(Records from a collection)

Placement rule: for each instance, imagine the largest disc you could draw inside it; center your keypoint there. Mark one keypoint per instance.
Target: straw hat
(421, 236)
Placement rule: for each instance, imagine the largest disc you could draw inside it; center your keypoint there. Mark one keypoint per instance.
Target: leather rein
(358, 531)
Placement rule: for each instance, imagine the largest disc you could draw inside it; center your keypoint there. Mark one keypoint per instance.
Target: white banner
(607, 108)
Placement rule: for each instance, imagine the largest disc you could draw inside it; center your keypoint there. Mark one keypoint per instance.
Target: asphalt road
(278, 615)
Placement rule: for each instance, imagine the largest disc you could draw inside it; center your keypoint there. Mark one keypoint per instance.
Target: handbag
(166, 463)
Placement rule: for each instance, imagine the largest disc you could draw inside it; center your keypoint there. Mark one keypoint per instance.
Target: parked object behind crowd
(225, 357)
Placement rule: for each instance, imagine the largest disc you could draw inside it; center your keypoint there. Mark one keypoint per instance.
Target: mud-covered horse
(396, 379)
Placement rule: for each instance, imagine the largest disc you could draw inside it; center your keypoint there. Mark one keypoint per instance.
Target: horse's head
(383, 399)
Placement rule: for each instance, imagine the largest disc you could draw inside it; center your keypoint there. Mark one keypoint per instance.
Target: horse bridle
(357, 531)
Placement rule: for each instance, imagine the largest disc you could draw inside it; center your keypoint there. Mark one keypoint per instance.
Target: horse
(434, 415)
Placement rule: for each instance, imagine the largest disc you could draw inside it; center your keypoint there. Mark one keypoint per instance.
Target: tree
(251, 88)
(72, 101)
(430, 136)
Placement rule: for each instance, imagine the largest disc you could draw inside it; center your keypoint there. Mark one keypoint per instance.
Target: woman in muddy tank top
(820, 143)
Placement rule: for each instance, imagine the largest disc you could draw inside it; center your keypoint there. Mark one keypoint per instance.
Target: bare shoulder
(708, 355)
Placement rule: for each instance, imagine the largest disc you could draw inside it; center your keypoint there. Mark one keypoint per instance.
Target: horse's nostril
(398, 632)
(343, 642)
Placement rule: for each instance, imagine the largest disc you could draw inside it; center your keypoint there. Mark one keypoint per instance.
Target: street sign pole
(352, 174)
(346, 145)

**Work to complete:**
The full set of entries should be copied out exactly as given.

**Answer to this task:**
Placement rule: for each instance, imagine the largest disc you could draw inside it; center your keypoint there. Mark one keypoint per instance.
Target: straw hat
(421, 236)
Placement rule: for each instance, imagine the largest disc you could draw inside it; center your keypoint there. Mark one keypoint per instance.
Target: leather rein
(358, 531)
Placement rule: for each instance, imagine the largest disc you could draw inside it; center your keypoint there. Mark one keypoint per instance.
Target: white banner
(607, 108)
Placement rule: for each instance, imagine the largest disc you could draw inside it; center your keypoint there. Mark one keypoint per instance.
Target: asphalt road
(278, 615)
Placement rule: for each instance, imagine the largest disc you could draw inside it; center your keypoint there. Mark one keypoint per instance.
Target: handbag
(166, 463)
Placement rule: for each instance, imagine the largest disc you could draw inside it; center your keypoint there. Mark one keypoint per instance.
Target: parked object behind crowd
(225, 357)
Placement rule: for each instance, imagine the largest disc you could draw inside it; center your keypoint there. Mark one keypoint per instance.
Target: mud-covered horse
(396, 379)
Placement rule: for each instance, imagine the largest disc you could draw inside it; center your keypoint there. Mark one keypoint per instance.
Target: horse's head
(383, 399)
Placement rule: for each instance, imagine the largest disc you could draw inside it; center your keypoint there. Mark one keypoint per instance.
Target: horse bridle
(357, 531)
Placement rule: for each instance, imagine the largest disc you could draw inside it; center your keypoint there. Mark one keypoint per instance.
Target: horse
(434, 415)
Placement rule: for each instance, imagine the largest disc you could draw inside it; center your keypoint there. Mark one keypoint per instance.
Target: tree
(251, 88)
(72, 101)
(430, 136)
Placement rule: for each instance, imagine the largest disc you could draw inside it; center your keypoint there. Mark one keypoint per instance.
Target: woman in muddy tank top
(820, 143)
Placement rule: for each instance, imagine the largest disc you could draw inside it; center your keypoint there. Mark one keypoint per instance.
Target: bare shoulder
(708, 355)
Placement rule: for each instance, imagine the largest disc you could draw inside it; center your keypoint there. Mark one keypoint per instance.
Target: horse's nostril
(398, 632)
(343, 642)
Placement rule: for each instance, imagine the largest disc you could draw inside it; center your keypoint there. Mark one keypoint per instance.
Target: street sign pole
(352, 174)
(346, 145)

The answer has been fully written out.